Petunjuk Tugas | Ganti "kontrol emosi" dengan "redam emosi" pada teks sumber di bawah. Tuliskan kembali seluruh bagiannya, mulai dari "Trus, itu apa" hingga "beberapa alinea awal.".

Teks Sumber |
Pages

Tuesday, 26 November 2013

Masa Kecil Tak Akan Terulang, Jadikan Semua Patut Dikenang

Aylaa, Sandya dan saudara-saudara sepupunya dengan masing2 kepribadian yg unik (dok.pribadi)
Selamat jelang siang. Hari Selasa ini mendung sejak pagi. Meski mendung tak berarti hujan, seperti lagu lama itu, tapi kok ya mendung itu suka bikin hati sendu dan perut lapar hehehe ^_^

Oh ya, siapa yang suka nonton film detektif? Apalagi di televisi berlangganan sekarang, wuiiih film2 detektif keren2. Mulai dari CSI, Law and Order, Criminal Minds dan lain-lain.

Tapi, kenapa saya bahas film detektif ini, terkait dengan artikel yang saya baca pagi ini yang di-share temen saya di Facebook yaitu "Psikolog: Koruptor Biasanya Memiliki Masa Lalu yang Buruk" yang dimuat di Tribunnews.com

Trus, itu apa hubungannya juga film detektif sama koruptor riin? Hahaha tenang, sabar, kontrol emosi. Kalo baca tautan yang saya share tadi pasti ngerti deh. Ini nih saya kutip, beberapa alinea awal.

"Perilaku saat dewasa sangat dipengaruhi masa kecilnya. Pola asuh anak-anak di masa keemasannya sangat memengaruhi seperti apa kelak dia terbentuk.

Data yang Disediakan |
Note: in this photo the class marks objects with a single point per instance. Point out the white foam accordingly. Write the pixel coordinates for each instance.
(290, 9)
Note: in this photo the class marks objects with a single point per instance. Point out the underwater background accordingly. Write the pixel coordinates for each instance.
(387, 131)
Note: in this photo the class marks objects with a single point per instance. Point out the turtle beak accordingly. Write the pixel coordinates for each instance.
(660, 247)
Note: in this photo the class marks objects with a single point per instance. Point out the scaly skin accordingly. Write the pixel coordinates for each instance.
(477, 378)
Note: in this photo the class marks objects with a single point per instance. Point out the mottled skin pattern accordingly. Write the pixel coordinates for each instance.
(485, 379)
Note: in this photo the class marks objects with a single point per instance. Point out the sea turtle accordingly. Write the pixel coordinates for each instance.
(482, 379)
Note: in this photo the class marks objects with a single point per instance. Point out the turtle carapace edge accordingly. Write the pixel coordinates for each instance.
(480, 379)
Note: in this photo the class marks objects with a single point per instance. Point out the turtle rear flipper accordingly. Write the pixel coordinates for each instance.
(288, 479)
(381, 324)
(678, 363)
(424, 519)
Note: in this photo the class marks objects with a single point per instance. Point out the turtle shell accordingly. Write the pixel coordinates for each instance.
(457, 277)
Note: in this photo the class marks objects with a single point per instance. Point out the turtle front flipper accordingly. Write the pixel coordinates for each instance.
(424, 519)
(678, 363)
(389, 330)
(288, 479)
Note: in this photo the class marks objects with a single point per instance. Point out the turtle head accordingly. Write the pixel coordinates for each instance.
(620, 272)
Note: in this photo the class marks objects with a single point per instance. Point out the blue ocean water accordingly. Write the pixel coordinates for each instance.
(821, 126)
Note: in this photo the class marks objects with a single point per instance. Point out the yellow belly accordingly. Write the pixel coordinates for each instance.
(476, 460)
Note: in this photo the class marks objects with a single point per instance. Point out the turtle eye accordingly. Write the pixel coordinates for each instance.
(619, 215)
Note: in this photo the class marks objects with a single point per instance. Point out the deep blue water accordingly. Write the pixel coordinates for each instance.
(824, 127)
--
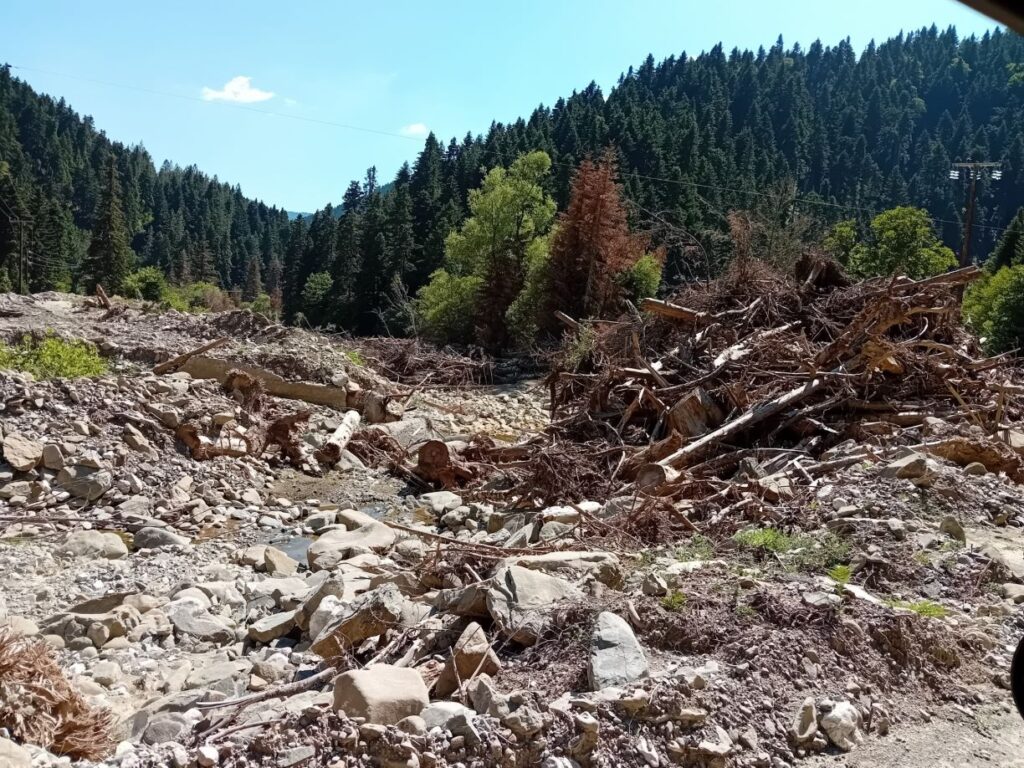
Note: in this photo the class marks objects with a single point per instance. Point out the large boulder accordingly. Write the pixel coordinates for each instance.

Jawaban Latihan |
Trus, itu apa hubungannya juga film detektif sama koruptor riin? Hahaha tenang, sabar, redam emosi. Kalo baca tautan yang saya share tadi pasti ngerti deh. Ini nih saya kutip, beberapa alinea awal.